What is expected
Leave out any pictures and transcribe all other data below exactly.

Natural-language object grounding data
▬▬▬
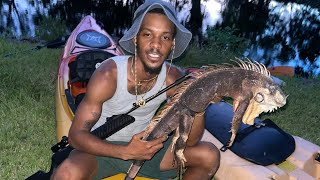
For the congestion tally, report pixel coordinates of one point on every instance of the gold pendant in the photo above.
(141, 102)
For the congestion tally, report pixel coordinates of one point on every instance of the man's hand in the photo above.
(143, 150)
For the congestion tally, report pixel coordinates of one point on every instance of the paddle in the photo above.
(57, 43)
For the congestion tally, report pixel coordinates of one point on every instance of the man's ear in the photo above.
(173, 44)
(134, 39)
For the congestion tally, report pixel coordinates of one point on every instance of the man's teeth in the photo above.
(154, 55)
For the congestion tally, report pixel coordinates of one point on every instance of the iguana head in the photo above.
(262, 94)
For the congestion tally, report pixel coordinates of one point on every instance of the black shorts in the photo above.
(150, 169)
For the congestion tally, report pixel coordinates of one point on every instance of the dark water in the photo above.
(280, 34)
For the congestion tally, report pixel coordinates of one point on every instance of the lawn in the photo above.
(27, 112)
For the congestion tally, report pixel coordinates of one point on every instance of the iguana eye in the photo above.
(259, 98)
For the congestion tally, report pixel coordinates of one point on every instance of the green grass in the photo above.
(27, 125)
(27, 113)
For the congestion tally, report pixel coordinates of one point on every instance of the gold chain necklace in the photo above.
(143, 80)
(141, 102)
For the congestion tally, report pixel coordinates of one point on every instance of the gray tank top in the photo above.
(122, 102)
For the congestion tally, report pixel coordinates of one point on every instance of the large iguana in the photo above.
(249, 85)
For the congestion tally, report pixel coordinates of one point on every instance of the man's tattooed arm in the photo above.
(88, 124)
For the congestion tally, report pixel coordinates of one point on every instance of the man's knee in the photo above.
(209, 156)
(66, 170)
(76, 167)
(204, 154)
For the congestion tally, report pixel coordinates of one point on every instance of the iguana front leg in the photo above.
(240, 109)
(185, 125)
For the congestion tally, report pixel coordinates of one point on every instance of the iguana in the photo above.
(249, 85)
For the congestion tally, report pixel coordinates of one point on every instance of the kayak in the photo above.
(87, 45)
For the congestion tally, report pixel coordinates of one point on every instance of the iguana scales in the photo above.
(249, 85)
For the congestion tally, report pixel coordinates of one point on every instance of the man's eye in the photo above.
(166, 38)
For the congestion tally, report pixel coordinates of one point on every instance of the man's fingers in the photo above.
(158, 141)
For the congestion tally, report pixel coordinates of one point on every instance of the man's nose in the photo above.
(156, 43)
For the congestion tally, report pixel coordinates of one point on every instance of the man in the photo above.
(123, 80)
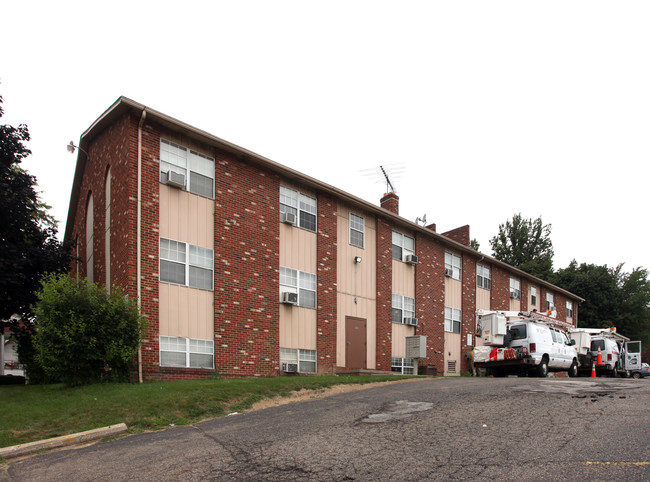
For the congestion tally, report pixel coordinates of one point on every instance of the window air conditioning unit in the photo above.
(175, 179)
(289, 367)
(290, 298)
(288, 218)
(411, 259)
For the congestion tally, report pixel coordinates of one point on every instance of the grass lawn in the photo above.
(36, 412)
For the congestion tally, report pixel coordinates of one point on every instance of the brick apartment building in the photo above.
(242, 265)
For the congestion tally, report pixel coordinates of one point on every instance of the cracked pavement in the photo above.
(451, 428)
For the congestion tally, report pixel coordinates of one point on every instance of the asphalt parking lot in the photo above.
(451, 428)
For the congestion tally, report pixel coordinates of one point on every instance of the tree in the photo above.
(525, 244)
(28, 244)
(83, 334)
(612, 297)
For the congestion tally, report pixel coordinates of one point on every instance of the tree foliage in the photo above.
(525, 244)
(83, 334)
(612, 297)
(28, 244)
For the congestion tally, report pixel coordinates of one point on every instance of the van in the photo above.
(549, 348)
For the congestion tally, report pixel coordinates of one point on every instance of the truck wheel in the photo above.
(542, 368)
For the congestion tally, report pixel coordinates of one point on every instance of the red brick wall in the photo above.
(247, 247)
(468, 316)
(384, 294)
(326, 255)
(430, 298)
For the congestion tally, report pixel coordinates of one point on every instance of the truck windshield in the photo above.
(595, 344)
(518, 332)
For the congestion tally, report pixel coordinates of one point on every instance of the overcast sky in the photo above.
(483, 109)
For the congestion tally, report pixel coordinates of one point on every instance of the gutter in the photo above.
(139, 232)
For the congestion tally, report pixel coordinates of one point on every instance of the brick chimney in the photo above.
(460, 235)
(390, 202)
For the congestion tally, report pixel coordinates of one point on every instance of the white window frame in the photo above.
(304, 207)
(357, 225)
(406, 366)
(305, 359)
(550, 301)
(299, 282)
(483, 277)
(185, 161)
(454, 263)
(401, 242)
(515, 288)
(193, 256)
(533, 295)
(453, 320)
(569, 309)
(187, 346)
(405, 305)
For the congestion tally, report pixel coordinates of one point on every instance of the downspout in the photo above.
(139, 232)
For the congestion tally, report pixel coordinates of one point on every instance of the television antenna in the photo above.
▬▬▬
Output of the task
For the congestion tally, report pixel coordinates of one point on every instance of the gold pendant in the photo above.
(141, 102)
For the congestion tally, report pixel coordinates of one point on every instance of the man's hand in the photo above.
(143, 150)
For the congestion tally, report pixel coordinates of one point on every instance of the paddle in the photo above.
(57, 43)
For the congestion tally, report pixel coordinates of one point on every instance of the man's ear in the photo above.
(173, 44)
(134, 39)
For the congestion tally, report pixel coordinates of one point on every instance of the man's teeth in the photo above.
(154, 55)
For the congestion tally, report pixel coordinates of one point on every instance of the iguana head in the photo above.
(262, 94)
For the congestion tally, report pixel coordinates of one point on every instance of the black shorts in the photo above.
(150, 169)
For the congestion tally, report pixel coordinates of one point on every instance of the dark water in the photo above.
(280, 34)
For the congestion tally, report pixel coordinates of one point on every instance of the lawn in the photo above.
(27, 112)
For the congestion tally, report pixel coordinates of one point on every instance of the iguana eye in the photo above.
(259, 98)
For the congestion tally, report pixel coordinates of one point on every instance of the green grass in the photo above.
(27, 125)
(27, 113)
For the congestion tally, report pixel coordinates of one point on every instance of the gold chain necklace in the photo above.
(143, 80)
(141, 102)
For the congestion tally, report pixel coordinates of one point on every instance of the gray tank top in the photo above.
(122, 102)
For the congestion tally, report pixel coordinates of one point on every instance of the large iguana in the photo above.
(249, 85)
For the congestion tally, report pixel coordinates of one point on every instance of the man's tattooed arm in the photo above.
(88, 124)
For the congestion tally, report pixel coordinates of one point on every instance of the man's knee in the photo above.
(209, 156)
(66, 170)
(76, 167)
(204, 154)
For the congestion tally, report pixel coordinates of one point on every instance of the iguana front leg in the photo above.
(240, 109)
(185, 125)
For the congestion tally, report pixel coordinates of one point on every instance of the iguana in the photo above.
(249, 85)
For the congestion tally, report pixel coordinates of one point on every instance of the kayak in the photo above.
(87, 45)
For the congestion tally, report pixel coordinates of one point on every instance of the iguana scales in the photo above.
(249, 85)
For the congestion tally, report pixel coordinates of one point on every instance of the man's eye in the photo above.
(166, 38)
For the congestion tally, report pixel coordinates of one point on every instance of the man's fingers in the photo above.
(158, 141)
For the congestion tally, report pixel coordinates of one point on every instance of the man's nose in the photo above.
(156, 43)
For the congestion tally, report pixel coordinates of one point on every instance of the man in the photo above.
(123, 80)
For the congestion tally, report pixel coordinates of one point on every instance of the window air conditioning unit in the photo above.
(175, 179)
(289, 367)
(290, 298)
(288, 218)
(411, 259)
For the congestion tally, report pixel coordinates of one point on every instance of the grass lawn in the photo above.
(36, 412)
For the congestion tally, report pixel coordinates of one point on every instance of the brick apartment building in the photo above.
(242, 265)
For the congestion tally, report pixel coordinates of one point on every instance of the cracked pavement in the photo above.
(451, 428)
For the congestion tally, report pixel coordinates of one point on every instance of the asphalt parking lot in the photo above.
(451, 428)
For the congestion tally, report pixel coordinates of one point on every instance of the tree in the photo above.
(525, 244)
(28, 244)
(83, 334)
(612, 297)
For the congestion tally, report pixel coordinates of one point on every instance of the tree foliage in the photo above.
(525, 244)
(83, 334)
(612, 297)
(28, 244)
For the congestion tally, report pixel coordinates of one point on every instance of the van in the photo above.
(549, 348)
For the congestion tally, report pixel coordinates of one point on every instance of the truck wheel in the photo above.
(542, 368)
For the congestion tally, report pixel coordinates of one point on every instance of the red brick wall in the photo above.
(247, 247)
(468, 316)
(384, 294)
(326, 255)
(430, 298)
For the congestion tally, report pixel coordinates of one point on every instance of the truck windshield in the photo above.
(595, 344)
(518, 332)
For the congestion tally, report pixel coordinates of one point on every instance of the overcast sky in the photo above.
(483, 109)
For the congestion tally, report pixel coordinates of one point on every instance of the gutter in the photo above.
(139, 232)
For the congestion tally, report pixel coordinates of one point on every instance of the brick chimney in the photo above.
(460, 235)
(390, 202)
For the congestion tally, report pixel coordinates of one point on every instance of the white window frame in the photo above.
(304, 207)
(357, 225)
(406, 366)
(305, 359)
(550, 301)
(299, 282)
(483, 277)
(185, 161)
(454, 263)
(401, 242)
(515, 288)
(193, 256)
(533, 295)
(453, 320)
(569, 309)
(187, 346)
(405, 305)
For the congestion tally, report pixel coordinates of one point on every instance of the downspout in the photo above.
(139, 232)
For the congestion tally, report pixel coordinates of one point on every instance of the television antenna in the photo above.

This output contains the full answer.